Pick out every line in the material below that contains the word "black" and copy each of those lines.
>>>
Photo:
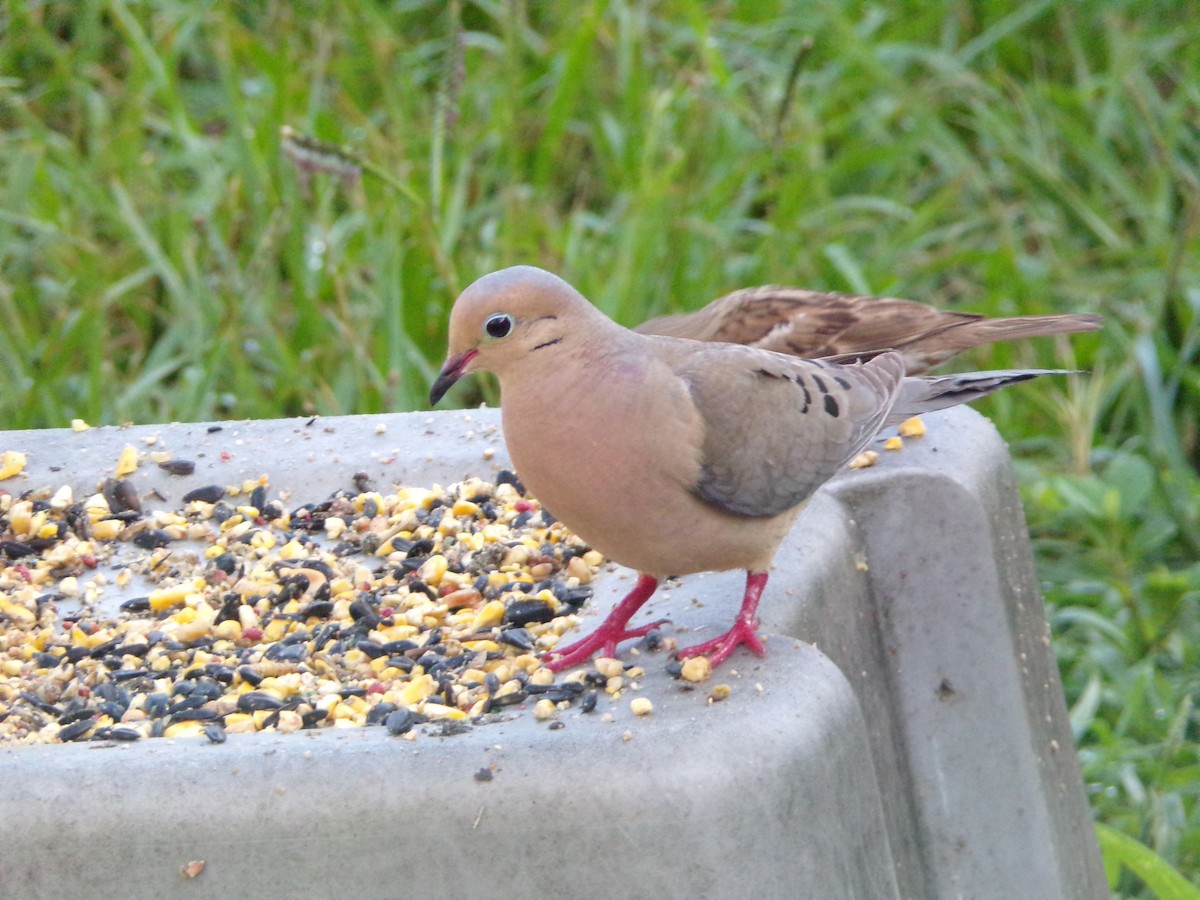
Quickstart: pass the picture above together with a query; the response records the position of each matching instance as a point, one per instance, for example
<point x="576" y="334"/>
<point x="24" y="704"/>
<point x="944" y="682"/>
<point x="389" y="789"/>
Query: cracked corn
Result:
<point x="427" y="603"/>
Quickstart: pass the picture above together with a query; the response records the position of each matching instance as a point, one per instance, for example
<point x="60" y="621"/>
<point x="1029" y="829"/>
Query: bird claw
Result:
<point x="721" y="647"/>
<point x="606" y="637"/>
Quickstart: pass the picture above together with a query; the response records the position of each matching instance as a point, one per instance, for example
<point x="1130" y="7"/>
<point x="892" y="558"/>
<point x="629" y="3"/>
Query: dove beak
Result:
<point x="454" y="369"/>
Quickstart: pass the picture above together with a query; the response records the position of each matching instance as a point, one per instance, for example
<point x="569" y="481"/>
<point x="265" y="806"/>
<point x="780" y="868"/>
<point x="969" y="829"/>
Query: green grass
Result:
<point x="161" y="258"/>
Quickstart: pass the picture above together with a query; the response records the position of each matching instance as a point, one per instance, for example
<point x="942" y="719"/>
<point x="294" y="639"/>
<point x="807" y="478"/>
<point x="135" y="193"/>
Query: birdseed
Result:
<point x="367" y="609"/>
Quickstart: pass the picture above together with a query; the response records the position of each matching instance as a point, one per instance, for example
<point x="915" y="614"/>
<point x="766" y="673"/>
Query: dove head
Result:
<point x="505" y="319"/>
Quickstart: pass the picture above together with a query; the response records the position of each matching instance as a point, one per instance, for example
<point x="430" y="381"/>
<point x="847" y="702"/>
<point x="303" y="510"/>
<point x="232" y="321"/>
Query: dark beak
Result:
<point x="451" y="372"/>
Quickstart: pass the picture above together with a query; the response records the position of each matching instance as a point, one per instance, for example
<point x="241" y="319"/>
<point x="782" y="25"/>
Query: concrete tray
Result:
<point x="906" y="736"/>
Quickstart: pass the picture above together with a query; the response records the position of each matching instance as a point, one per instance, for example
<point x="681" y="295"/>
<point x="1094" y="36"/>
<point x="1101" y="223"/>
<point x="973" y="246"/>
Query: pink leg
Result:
<point x="743" y="631"/>
<point x="612" y="630"/>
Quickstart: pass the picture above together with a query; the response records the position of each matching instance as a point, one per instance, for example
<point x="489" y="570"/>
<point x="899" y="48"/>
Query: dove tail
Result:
<point x="927" y="394"/>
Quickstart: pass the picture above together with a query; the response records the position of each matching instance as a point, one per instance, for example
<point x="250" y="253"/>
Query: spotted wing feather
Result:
<point x="775" y="427"/>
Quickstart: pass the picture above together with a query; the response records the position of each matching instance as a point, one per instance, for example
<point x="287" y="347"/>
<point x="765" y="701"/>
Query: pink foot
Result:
<point x="719" y="648"/>
<point x="610" y="633"/>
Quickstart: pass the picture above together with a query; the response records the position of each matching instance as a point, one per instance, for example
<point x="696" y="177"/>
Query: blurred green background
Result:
<point x="165" y="255"/>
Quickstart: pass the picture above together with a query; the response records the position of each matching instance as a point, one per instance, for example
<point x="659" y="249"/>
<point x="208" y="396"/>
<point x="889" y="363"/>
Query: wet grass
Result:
<point x="161" y="257"/>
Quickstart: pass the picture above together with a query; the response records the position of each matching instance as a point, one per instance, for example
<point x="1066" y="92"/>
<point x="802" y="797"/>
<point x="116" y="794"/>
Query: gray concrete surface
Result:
<point x="906" y="736"/>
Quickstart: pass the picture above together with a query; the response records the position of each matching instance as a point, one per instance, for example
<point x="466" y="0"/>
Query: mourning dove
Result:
<point x="667" y="455"/>
<point x="811" y="324"/>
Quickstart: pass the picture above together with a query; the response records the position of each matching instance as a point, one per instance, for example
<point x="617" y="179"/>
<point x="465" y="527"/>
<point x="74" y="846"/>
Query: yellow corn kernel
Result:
<point x="239" y="723"/>
<point x="106" y="529"/>
<point x="166" y="598"/>
<point x="465" y="508"/>
<point x="12" y="462"/>
<point x="418" y="689"/>
<point x="490" y="615"/>
<point x="127" y="462"/>
<point x="432" y="570"/>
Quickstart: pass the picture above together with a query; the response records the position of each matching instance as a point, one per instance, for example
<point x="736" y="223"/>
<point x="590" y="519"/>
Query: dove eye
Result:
<point x="498" y="324"/>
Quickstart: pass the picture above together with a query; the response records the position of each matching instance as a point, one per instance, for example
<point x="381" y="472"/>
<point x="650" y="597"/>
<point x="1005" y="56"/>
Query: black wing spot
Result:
<point x="808" y="396"/>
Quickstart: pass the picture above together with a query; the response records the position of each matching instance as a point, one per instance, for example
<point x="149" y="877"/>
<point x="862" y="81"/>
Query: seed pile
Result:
<point x="417" y="605"/>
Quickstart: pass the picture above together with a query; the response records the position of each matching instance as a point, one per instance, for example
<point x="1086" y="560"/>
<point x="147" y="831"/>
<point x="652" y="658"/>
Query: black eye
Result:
<point x="498" y="324"/>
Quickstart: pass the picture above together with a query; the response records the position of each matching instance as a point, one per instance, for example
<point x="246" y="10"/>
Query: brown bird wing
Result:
<point x="777" y="429"/>
<point x="814" y="324"/>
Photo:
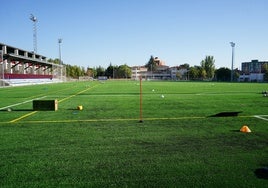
<<<
_SOLVED EXERCISE_:
Query: black wing spot
Query: black eye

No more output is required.